> _Stored dataset items_:
BEGIN

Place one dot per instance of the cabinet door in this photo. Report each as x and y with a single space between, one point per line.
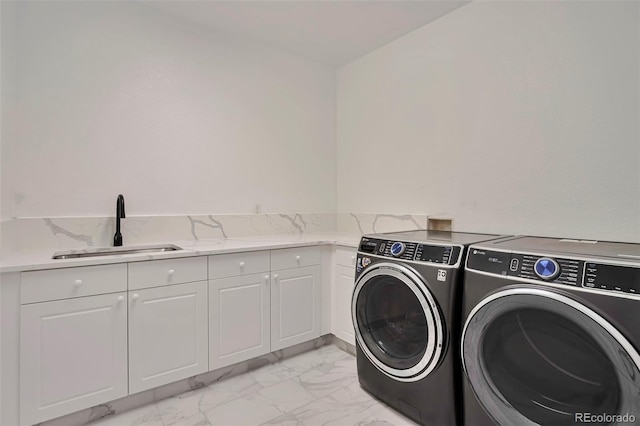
342 325
73 355
295 306
168 337
239 320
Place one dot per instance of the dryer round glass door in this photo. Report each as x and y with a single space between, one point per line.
397 322
536 357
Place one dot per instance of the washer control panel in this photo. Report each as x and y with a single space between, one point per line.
572 272
413 251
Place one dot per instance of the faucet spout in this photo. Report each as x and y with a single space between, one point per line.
117 238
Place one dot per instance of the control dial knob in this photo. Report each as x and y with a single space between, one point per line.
397 248
546 268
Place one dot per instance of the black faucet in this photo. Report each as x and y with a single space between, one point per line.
117 238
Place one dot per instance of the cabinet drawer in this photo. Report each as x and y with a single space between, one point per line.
53 284
231 265
156 273
346 256
295 257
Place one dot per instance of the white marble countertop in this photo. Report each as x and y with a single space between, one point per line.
41 259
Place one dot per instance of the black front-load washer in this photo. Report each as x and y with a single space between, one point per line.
405 312
551 333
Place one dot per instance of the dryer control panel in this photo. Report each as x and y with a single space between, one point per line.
412 251
557 270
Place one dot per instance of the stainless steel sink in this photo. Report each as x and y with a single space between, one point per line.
114 251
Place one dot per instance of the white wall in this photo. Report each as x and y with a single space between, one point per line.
114 97
513 117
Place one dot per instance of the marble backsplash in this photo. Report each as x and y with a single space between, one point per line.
64 233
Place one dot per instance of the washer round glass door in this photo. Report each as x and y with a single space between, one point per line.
536 357
397 322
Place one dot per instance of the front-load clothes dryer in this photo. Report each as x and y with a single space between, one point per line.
551 333
405 310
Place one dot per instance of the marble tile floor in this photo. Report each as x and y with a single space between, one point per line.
319 387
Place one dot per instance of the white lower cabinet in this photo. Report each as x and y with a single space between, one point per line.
73 354
168 336
295 306
239 318
342 326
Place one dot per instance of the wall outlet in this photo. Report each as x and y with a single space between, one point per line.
440 224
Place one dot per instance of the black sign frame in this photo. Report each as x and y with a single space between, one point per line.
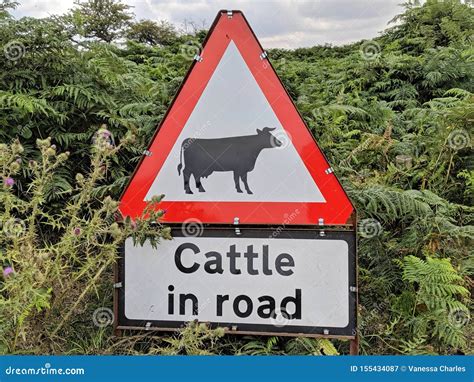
348 332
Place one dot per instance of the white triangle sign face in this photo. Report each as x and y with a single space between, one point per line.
233 145
233 105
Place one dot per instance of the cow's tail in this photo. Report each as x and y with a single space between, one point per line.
180 166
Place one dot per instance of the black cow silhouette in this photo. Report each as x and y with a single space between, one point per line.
238 154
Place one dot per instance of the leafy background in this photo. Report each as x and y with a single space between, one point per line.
394 115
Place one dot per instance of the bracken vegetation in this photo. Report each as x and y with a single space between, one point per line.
80 97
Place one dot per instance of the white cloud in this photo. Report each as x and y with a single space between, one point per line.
283 23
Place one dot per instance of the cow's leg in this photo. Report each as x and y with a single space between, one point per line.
237 182
198 183
244 180
186 175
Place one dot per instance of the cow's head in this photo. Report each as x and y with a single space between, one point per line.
267 139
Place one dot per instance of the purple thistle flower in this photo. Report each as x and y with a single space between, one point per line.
9 182
7 271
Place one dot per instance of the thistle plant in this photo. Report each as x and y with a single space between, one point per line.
53 261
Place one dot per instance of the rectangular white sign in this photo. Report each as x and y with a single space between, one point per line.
255 283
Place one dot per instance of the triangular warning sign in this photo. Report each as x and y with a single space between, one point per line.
232 145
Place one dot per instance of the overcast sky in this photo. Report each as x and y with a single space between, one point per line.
277 24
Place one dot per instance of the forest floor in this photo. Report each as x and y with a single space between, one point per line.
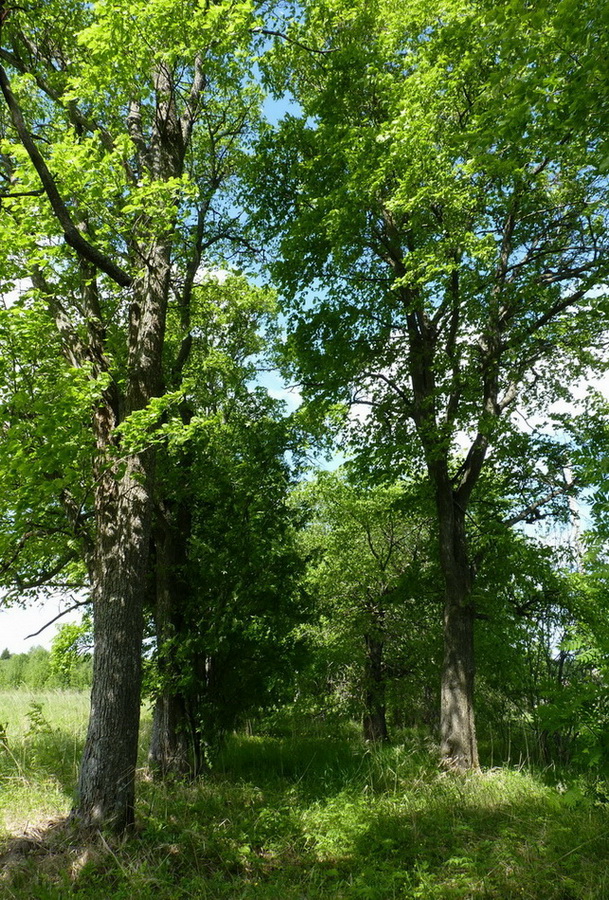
307 817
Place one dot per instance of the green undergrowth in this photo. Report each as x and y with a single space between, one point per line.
316 817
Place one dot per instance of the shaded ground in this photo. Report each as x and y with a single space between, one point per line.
323 818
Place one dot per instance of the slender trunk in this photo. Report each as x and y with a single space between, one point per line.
375 721
457 725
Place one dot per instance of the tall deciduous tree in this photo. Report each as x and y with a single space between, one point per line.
122 122
440 225
371 573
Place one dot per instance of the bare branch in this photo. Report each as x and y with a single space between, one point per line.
59 616
268 32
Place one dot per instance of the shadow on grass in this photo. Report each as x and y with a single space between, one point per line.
309 819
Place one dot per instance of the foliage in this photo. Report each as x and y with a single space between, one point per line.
372 579
39 669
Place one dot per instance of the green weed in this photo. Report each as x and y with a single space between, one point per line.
302 818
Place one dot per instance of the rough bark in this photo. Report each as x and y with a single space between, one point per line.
457 724
106 787
171 747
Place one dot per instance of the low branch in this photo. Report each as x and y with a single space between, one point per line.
55 618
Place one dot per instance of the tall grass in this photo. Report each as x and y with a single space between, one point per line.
306 817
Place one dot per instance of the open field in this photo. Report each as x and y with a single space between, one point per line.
295 818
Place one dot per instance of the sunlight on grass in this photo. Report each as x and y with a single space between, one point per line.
301 818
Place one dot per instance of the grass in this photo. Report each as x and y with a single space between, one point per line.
301 818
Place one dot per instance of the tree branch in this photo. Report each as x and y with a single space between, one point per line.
55 618
71 233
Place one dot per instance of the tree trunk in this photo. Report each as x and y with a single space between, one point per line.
458 743
374 721
171 746
123 505
106 787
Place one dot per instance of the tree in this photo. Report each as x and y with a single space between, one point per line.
440 225
142 107
225 567
370 574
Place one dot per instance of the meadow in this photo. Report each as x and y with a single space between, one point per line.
301 816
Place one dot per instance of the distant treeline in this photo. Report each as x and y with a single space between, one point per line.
40 668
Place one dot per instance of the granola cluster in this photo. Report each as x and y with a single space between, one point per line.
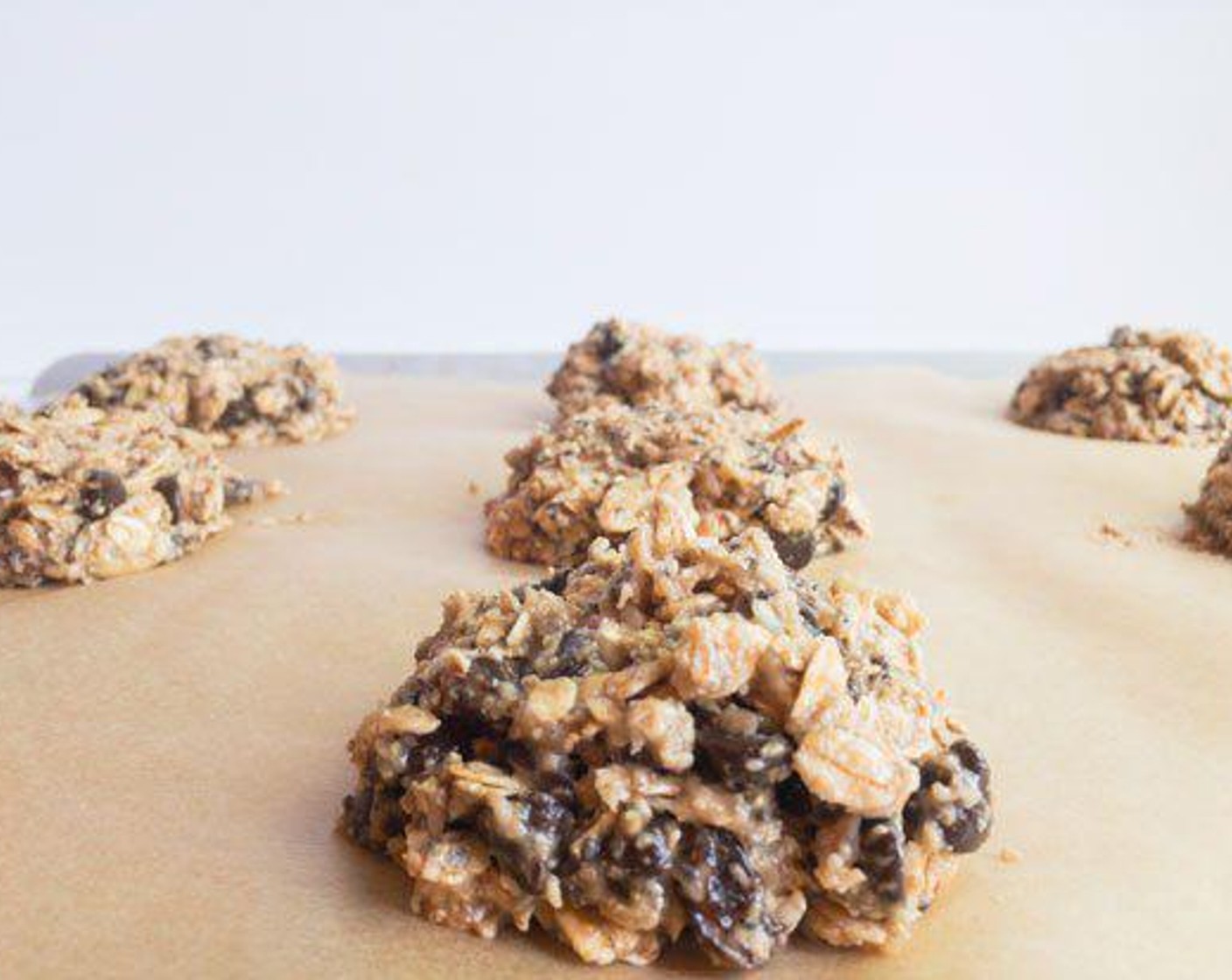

END

> _Directive_: Show every line of the records above that contains the word "floor", matching case exactly.

> _Result for this task_:
Place one dot per instance of the marble tile floor in this photo. Report each as x and y with a single space between, one point per line.
Place one dot per instance of the forest floor in this photo. Report each as x and y with a single space between, one point per line.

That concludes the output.